[START]

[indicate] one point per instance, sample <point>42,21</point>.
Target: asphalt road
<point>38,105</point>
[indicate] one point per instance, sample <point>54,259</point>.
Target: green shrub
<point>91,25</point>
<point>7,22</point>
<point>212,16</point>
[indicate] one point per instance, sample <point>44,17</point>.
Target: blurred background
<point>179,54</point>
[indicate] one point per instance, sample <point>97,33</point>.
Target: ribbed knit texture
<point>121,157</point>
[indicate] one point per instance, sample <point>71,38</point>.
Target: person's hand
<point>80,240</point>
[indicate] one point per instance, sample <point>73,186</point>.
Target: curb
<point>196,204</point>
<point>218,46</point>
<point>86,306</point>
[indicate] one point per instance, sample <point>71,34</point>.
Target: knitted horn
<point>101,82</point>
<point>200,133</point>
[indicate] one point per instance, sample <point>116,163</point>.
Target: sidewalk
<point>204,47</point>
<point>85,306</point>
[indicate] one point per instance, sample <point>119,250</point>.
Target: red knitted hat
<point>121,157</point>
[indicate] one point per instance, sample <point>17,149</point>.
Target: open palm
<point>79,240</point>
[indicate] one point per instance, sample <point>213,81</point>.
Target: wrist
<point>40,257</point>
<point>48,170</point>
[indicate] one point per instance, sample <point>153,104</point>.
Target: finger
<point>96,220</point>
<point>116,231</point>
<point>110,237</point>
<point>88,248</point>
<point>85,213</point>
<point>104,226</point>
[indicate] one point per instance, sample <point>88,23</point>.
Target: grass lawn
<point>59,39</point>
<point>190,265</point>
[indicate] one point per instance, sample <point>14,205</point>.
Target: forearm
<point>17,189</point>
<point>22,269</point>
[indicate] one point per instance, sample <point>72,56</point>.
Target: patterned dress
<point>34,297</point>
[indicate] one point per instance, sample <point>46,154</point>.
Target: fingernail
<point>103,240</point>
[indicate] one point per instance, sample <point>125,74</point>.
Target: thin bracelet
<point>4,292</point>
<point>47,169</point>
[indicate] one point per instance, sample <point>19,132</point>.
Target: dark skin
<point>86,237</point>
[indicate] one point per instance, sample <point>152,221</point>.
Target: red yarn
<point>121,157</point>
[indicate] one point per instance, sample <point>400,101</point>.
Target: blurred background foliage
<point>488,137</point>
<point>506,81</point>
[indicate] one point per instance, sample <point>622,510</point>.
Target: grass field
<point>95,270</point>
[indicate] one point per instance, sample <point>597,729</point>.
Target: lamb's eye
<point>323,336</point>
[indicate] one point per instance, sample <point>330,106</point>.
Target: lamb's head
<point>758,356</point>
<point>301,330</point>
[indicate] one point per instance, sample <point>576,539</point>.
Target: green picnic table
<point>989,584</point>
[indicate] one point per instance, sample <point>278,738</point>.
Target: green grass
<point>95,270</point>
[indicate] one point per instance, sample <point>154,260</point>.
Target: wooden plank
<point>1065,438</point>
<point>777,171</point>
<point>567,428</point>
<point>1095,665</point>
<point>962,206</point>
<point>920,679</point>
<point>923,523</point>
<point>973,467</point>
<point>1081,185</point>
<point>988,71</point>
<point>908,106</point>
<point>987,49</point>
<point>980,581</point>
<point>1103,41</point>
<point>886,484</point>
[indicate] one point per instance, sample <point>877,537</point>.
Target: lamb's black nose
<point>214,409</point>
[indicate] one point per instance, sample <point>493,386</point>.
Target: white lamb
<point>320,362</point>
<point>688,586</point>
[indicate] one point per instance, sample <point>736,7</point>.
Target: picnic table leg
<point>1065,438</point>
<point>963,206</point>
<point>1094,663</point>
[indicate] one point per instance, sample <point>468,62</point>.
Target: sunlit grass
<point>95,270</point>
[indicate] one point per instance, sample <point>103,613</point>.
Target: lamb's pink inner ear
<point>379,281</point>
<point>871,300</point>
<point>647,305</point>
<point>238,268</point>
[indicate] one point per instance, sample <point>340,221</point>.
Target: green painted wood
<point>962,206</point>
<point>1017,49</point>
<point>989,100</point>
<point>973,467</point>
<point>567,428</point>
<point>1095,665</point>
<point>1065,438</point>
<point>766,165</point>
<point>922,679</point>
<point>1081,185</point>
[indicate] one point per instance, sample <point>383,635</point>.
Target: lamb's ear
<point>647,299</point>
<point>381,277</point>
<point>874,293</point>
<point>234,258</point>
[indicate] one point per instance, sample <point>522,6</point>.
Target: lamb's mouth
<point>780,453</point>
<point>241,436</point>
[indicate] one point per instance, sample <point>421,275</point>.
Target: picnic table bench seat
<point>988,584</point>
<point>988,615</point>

[END]

TASK DETAILS:
Please output all of the items above as a JSON list of strings, one string per line, with blank lines left out.

WRITTEN RESPONSE:
[
  "[indicate] one point per instance, sample <point>42,21</point>.",
  "Target: asphalt road",
  "<point>38,105</point>",
  "[indicate] one point per instance, sample <point>54,259</point>.",
  "Target: green shrub",
  "<point>91,25</point>",
  "<point>7,22</point>",
  "<point>212,16</point>",
  "[indicate] one point per instance, sample <point>44,17</point>.",
  "Target: blurred background",
  "<point>179,54</point>",
  "[indicate] one point per instance, sample <point>97,33</point>.",
  "Target: ribbed knit texture",
  "<point>121,157</point>",
  "[indicate] one point per instance, sample <point>71,38</point>.",
  "Target: person's hand",
  "<point>80,240</point>",
  "[indicate] one point per instance, sample <point>73,186</point>.",
  "Target: curb",
  "<point>196,204</point>",
  "<point>218,46</point>",
  "<point>86,306</point>",
  "[indicate] one point per instance, sample <point>71,34</point>.",
  "Target: knitted horn",
  "<point>101,82</point>",
  "<point>200,133</point>",
  "[indicate] one point per instance, sample <point>116,163</point>.",
  "Target: sidewalk",
  "<point>204,47</point>",
  "<point>85,306</point>",
  "[indicate] one point per instance, sample <point>119,250</point>.",
  "Target: red knitted hat",
  "<point>121,157</point>",
  "[indicate] one point per instance, sample <point>17,149</point>.",
  "Target: open palm",
  "<point>79,240</point>",
  "[indicate] one point per instance, sample <point>213,81</point>.",
  "Target: wrist",
  "<point>40,257</point>",
  "<point>48,170</point>",
  "[indicate] one point per instance, sample <point>153,104</point>.",
  "Target: finger",
  "<point>96,220</point>",
  "<point>116,231</point>",
  "<point>110,237</point>",
  "<point>88,248</point>",
  "<point>85,213</point>",
  "<point>104,226</point>",
  "[indicate] one point per instance, sample <point>88,23</point>.",
  "Target: grass lawn",
  "<point>59,39</point>",
  "<point>190,265</point>",
  "[indicate] one point per instance, sample <point>14,205</point>.",
  "Target: forearm",
  "<point>17,189</point>",
  "<point>22,269</point>",
  "[indicate] one point per instance, sample <point>72,56</point>.",
  "Target: patterned dress",
  "<point>34,297</point>",
  "[indicate] one point per instance, sample <point>46,154</point>.",
  "Target: fingernail",
  "<point>103,240</point>",
  "[indicate] one point per instance, sample <point>125,74</point>.",
  "Target: thin bracelet",
  "<point>4,292</point>",
  "<point>47,169</point>",
  "[indicate] one point per instance, sample <point>19,132</point>.",
  "Target: dark skin",
  "<point>86,237</point>",
  "[indicate] one point per instance, sample <point>152,221</point>.",
  "Target: red yarn",
  "<point>121,157</point>",
  "[indicate] one point per instance, sample <point>400,101</point>.",
  "Target: blurred background foliage",
  "<point>488,137</point>",
  "<point>506,81</point>",
  "[indicate] one point per instance, sample <point>622,510</point>.",
  "Target: grass field",
  "<point>95,270</point>",
  "[indicate] one point per instance, sample <point>597,729</point>.",
  "Target: lamb's eye",
  "<point>323,336</point>",
  "[indicate] one point per instance, sample <point>330,106</point>.",
  "Target: lamb's head",
  "<point>758,356</point>",
  "<point>301,330</point>",
  "[indicate] one point per instance, sample <point>576,539</point>.",
  "Target: green picnic table",
  "<point>989,584</point>",
  "[indicate] one point per instance, sample <point>278,738</point>.",
  "Target: green grass",
  "<point>95,270</point>",
  "[indicate] one point per instance, sample <point>154,260</point>.",
  "Target: wooden plank",
  "<point>1065,438</point>",
  "<point>777,171</point>",
  "<point>567,428</point>",
  "<point>1095,665</point>",
  "<point>962,206</point>",
  "<point>920,679</point>",
  "<point>923,523</point>",
  "<point>973,467</point>",
  "<point>1081,185</point>",
  "<point>988,71</point>",
  "<point>908,106</point>",
  "<point>987,49</point>",
  "<point>980,581</point>",
  "<point>1103,41</point>",
  "<point>886,484</point>",
  "[indicate] one point per instance, sample <point>877,537</point>.",
  "Target: lamb's black nose",
  "<point>214,409</point>",
  "[indicate] one point per instance, sample <point>493,386</point>.",
  "Target: white lamb",
  "<point>320,362</point>",
  "<point>688,586</point>",
  "[indicate] one point per instance, sample <point>736,7</point>.",
  "Target: picnic table leg",
  "<point>1065,438</point>",
  "<point>963,206</point>",
  "<point>1094,663</point>",
  "[indicate] one point per instance, sample <point>468,62</point>.",
  "Target: sunlit grass",
  "<point>95,270</point>",
  "[indicate] one point per instance, sample <point>103,613</point>.",
  "Target: lamb's pink inner ear",
  "<point>379,281</point>",
  "<point>871,300</point>",
  "<point>647,305</point>",
  "<point>238,268</point>",
  "[indicate] one point per instance, sample <point>340,221</point>.",
  "Target: green painted wood",
  "<point>962,206</point>",
  "<point>1017,49</point>",
  "<point>989,100</point>",
  "<point>973,467</point>",
  "<point>567,428</point>",
  "<point>1095,665</point>",
  "<point>1065,438</point>",
  "<point>766,165</point>",
  "<point>922,679</point>",
  "<point>1081,185</point>",
  "[indicate] one point per instance, sample <point>383,635</point>.",
  "Target: lamb's ear",
  "<point>647,299</point>",
  "<point>381,277</point>",
  "<point>874,293</point>",
  "<point>234,258</point>",
  "[indicate] one point per instance, sample <point>522,6</point>.",
  "Target: lamb's mouth",
  "<point>780,453</point>",
  "<point>241,436</point>",
  "[indicate] one point per instance, sample <point>421,275</point>.",
  "Target: picnic table bench seat",
  "<point>988,584</point>",
  "<point>988,615</point>"
]